◆ **SET EXERCISE**: Please copy everything in the data below, from the line containing "guardrail -> box" down to the line containing "top-left (7, 58), bottom-right (136, 140)", both included. Add 30 to each box coordinate in the answers and leave every other line unchanged.

◆ **RECORDS SHOWN**:

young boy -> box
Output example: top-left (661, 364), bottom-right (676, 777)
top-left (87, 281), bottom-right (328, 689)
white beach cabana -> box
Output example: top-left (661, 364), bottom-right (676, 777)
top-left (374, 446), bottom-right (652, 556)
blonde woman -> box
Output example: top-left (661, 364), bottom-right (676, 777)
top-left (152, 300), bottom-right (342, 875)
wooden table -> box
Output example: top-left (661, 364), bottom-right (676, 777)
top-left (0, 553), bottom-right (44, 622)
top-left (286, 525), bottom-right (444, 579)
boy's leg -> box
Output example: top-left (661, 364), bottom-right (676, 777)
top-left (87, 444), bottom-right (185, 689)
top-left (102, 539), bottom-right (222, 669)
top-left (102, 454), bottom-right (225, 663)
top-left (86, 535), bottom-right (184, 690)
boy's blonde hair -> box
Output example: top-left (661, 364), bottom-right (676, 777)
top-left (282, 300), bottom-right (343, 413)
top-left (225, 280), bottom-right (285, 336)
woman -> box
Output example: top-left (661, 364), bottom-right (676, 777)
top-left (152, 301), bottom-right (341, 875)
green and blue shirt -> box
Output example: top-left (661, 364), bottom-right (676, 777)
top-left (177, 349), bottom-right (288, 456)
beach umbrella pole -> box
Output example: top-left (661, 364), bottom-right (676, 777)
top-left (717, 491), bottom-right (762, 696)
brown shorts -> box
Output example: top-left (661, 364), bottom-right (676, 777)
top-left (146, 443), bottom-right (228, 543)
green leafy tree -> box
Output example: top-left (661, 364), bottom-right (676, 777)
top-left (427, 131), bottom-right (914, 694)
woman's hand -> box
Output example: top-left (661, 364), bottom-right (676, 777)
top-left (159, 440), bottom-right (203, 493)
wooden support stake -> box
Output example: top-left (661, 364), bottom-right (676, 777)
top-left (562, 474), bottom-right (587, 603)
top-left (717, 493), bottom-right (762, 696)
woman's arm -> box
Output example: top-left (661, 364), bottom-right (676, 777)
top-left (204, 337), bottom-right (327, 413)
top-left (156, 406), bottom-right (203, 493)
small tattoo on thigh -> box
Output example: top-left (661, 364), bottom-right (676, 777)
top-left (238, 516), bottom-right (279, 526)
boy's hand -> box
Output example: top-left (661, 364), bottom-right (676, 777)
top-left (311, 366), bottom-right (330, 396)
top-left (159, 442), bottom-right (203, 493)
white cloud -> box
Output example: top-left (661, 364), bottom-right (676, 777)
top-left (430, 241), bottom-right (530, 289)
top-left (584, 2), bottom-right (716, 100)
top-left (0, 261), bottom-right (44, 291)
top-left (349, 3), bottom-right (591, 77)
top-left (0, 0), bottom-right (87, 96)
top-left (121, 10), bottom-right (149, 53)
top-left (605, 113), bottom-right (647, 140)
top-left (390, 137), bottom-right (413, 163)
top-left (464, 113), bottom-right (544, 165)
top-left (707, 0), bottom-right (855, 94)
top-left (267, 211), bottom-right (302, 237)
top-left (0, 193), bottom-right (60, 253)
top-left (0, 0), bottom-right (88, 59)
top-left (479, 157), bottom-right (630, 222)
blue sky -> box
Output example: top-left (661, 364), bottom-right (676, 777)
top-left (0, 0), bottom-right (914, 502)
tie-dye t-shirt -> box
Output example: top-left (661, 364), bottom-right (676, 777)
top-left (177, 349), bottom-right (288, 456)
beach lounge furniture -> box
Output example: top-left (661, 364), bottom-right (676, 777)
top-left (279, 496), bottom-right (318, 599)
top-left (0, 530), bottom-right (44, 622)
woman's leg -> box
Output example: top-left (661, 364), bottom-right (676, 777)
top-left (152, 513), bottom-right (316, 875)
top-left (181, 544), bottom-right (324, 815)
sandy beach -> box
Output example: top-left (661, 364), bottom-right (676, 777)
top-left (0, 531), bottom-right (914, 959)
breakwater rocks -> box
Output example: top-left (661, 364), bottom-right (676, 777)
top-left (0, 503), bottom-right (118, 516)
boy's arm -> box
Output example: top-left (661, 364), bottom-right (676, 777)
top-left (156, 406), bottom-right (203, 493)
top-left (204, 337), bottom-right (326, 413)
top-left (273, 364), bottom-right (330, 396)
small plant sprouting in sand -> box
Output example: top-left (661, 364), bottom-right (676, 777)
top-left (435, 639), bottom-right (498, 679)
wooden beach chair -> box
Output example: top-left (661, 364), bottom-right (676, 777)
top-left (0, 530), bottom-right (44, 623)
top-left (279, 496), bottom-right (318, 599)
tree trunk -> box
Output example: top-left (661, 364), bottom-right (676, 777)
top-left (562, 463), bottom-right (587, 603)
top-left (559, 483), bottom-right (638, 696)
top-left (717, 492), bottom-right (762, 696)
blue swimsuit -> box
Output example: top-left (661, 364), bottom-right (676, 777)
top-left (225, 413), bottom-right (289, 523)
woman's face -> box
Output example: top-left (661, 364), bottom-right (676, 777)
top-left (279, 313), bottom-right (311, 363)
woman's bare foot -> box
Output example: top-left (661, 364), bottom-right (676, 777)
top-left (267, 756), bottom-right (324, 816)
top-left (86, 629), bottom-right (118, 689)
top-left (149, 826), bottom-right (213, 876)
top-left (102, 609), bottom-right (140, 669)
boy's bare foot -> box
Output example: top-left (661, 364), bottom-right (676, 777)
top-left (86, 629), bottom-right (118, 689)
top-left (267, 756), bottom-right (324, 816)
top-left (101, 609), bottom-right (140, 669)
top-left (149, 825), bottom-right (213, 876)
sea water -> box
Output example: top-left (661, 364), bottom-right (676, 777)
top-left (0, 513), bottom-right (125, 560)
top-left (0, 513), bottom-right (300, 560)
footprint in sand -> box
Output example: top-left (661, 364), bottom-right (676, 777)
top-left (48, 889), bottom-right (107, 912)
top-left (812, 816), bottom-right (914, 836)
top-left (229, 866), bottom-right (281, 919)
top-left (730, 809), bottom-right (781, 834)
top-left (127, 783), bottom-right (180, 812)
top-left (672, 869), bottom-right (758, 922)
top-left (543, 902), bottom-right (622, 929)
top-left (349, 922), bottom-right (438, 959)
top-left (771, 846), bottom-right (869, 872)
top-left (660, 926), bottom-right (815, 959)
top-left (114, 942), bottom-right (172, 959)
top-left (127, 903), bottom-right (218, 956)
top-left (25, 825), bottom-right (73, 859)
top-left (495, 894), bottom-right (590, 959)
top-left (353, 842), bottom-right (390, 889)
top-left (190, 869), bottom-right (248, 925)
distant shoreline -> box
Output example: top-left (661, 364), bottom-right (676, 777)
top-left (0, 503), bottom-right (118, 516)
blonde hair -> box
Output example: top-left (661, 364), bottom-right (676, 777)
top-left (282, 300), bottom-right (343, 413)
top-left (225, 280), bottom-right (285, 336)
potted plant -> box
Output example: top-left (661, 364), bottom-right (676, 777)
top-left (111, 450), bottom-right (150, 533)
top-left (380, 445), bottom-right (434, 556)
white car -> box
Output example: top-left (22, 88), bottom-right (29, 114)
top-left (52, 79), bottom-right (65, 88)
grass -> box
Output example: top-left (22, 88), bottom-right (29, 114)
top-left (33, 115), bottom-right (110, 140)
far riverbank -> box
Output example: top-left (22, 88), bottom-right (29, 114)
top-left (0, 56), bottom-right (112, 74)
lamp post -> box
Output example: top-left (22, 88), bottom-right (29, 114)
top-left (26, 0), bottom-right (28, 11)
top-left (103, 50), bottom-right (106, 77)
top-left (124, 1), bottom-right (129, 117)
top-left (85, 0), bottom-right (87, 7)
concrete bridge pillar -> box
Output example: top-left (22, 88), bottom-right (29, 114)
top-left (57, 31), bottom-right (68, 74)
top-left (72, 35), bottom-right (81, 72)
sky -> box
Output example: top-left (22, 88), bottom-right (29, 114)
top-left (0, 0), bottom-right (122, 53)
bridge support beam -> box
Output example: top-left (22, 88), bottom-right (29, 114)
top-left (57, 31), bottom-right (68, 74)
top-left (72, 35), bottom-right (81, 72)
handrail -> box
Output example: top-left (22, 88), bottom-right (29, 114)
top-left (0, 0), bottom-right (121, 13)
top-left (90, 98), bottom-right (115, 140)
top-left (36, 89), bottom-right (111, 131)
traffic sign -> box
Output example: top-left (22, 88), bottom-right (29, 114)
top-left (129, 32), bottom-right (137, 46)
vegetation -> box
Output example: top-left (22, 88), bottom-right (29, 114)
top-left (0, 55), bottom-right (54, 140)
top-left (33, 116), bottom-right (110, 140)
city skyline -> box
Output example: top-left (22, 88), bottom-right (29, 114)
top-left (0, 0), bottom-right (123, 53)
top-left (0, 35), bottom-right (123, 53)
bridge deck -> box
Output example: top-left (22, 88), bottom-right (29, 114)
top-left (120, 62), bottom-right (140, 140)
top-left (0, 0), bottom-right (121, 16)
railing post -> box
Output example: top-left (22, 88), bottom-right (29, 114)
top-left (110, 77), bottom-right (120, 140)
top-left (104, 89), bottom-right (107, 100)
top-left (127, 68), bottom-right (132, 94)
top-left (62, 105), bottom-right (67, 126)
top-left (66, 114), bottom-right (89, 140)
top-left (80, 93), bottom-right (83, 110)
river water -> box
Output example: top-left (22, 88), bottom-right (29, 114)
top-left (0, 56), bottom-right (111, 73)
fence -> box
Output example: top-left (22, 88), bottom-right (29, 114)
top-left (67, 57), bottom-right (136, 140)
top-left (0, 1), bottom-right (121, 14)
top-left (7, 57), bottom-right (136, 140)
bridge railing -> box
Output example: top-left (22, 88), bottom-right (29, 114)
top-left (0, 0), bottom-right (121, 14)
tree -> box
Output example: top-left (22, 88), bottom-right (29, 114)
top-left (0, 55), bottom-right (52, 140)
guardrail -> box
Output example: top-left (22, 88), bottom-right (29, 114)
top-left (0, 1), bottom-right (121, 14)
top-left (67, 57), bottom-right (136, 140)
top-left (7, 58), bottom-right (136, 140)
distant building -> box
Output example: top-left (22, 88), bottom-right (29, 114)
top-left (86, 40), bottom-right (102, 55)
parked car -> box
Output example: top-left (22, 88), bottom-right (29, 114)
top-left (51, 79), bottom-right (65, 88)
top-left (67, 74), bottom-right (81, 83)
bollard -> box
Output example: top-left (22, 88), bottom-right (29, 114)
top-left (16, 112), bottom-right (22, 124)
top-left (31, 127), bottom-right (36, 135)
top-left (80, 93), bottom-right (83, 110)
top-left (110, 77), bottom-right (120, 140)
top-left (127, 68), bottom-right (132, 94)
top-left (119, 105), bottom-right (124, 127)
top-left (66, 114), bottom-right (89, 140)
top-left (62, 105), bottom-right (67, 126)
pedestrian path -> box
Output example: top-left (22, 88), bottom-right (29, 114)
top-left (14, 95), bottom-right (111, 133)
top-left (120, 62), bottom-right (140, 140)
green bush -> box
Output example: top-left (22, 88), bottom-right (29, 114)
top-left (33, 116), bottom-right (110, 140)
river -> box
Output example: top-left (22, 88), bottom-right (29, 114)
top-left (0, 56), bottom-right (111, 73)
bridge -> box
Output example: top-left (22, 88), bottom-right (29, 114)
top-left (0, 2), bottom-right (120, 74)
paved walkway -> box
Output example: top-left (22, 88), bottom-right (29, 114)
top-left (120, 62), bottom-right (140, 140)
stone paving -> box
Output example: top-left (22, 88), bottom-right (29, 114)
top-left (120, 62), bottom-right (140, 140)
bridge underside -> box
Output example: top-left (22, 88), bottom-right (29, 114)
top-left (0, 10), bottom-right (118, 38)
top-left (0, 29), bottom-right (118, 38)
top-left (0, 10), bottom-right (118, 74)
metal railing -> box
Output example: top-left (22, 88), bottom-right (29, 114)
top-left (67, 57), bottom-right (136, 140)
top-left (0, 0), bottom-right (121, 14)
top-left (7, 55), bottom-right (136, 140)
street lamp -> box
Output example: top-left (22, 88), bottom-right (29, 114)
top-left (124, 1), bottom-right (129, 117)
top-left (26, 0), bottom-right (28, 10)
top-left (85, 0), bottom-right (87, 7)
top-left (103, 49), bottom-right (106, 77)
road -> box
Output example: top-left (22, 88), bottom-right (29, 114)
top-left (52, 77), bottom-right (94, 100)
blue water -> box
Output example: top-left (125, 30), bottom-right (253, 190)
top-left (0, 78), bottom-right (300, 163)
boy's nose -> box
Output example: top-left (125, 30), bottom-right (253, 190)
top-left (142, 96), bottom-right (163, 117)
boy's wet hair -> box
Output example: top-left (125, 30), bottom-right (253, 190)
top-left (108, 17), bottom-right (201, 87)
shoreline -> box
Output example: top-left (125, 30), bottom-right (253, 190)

◆ **EXERCISE RESULT**:
guardrail -> box
Output example: top-left (22, 88), bottom-right (29, 114)
top-left (30, 31), bottom-right (151, 44)
top-left (97, 87), bottom-right (166, 170)
top-left (37, 88), bottom-right (166, 170)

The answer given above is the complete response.